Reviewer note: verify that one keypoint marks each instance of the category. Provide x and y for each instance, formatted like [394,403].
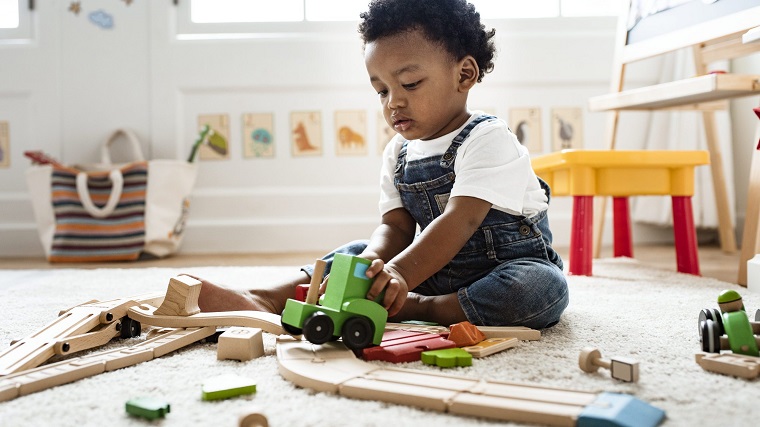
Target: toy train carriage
[343,311]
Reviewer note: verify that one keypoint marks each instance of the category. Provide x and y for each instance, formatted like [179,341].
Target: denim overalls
[507,274]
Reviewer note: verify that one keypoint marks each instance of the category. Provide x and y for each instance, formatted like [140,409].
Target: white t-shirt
[490,164]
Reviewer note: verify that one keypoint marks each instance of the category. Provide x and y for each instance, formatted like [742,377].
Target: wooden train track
[333,368]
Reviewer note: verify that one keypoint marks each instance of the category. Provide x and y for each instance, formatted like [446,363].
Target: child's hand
[388,279]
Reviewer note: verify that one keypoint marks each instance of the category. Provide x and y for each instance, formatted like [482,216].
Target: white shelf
[695,90]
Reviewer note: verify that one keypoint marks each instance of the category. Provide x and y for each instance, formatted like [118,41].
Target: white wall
[65,92]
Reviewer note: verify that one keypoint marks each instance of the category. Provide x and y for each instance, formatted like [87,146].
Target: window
[15,21]
[266,17]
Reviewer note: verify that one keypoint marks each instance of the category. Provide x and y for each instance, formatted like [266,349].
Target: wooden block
[737,365]
[447,358]
[227,386]
[253,419]
[465,334]
[490,346]
[406,346]
[147,407]
[181,297]
[519,332]
[240,344]
[301,292]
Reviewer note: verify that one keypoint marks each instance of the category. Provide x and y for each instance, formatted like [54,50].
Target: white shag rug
[625,309]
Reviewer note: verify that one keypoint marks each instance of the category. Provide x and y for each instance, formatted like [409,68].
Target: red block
[406,346]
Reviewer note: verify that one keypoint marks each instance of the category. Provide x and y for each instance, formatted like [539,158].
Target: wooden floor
[713,262]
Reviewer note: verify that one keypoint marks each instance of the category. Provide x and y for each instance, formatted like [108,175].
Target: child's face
[419,84]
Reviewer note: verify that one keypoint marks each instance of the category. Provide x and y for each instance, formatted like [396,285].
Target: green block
[147,407]
[226,386]
[447,358]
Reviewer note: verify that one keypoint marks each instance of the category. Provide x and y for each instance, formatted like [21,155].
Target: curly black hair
[455,24]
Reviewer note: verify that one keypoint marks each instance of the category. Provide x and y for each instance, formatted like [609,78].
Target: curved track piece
[333,368]
[267,322]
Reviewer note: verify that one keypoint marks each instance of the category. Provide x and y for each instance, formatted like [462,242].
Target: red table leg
[581,236]
[685,235]
[621,232]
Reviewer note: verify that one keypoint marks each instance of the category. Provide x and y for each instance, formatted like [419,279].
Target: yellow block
[620,172]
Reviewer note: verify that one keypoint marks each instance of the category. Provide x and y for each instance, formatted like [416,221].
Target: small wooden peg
[621,368]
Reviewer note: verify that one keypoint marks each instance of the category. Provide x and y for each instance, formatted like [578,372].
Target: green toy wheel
[739,331]
[318,328]
[714,315]
[357,333]
[710,337]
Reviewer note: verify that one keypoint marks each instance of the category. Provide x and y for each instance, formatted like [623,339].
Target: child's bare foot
[213,297]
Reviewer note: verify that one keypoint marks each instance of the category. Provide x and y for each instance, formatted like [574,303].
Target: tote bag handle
[105,149]
[113,199]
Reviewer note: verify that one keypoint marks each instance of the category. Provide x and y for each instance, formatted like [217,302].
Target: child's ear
[468,73]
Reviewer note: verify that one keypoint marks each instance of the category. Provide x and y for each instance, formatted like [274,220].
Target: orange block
[465,334]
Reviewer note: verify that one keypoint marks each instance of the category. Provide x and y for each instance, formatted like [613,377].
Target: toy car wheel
[318,328]
[710,336]
[292,330]
[130,328]
[714,315]
[357,333]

> _GOAL OF THE EXERCISE_: Which lines above run from the one containing "formatted like [87,146]." to the one containing "formatted like [396,285]."? Give them again exactly, both ends included.

> _RESULT OF THIS EXERCISE_:
Reviewer note: verify that one keypoint marks each instance of the category. Provide x and y for each instance, formatted like [87,146].
Target: window
[15,21]
[266,17]
Reviewer note: verify that one keypoint marks each instance of the category. Provide x and y for each instance, formatted like [266,349].
Target: wooden block
[737,365]
[447,358]
[227,386]
[253,419]
[465,334]
[490,346]
[406,346]
[147,407]
[181,297]
[519,332]
[240,344]
[301,292]
Reviewer note: verify that one keypoint marks each instance of the category. Provide x and y for each instance, formatted like [54,50].
Target: white shag rug
[625,309]
Reviewer note: verify that one keypoint marks each instance of the category. Provide x and y for each instance, formatted like [409,68].
Target: red block
[406,346]
Reviewer note: verify that one keypoint marks each instance of the category. Provide x and y for each instance, formatted like [539,158].
Target: wooden floor
[713,262]
Reviewer note: verify that one keypoint marks each instance of the category. Provide x and y for each instance, formatted like [108,175].
Target: child's face
[419,84]
Reviewer note: verify that one keypoint marks each instance of the category. Provide x and y for each instance, formatted like [396,285].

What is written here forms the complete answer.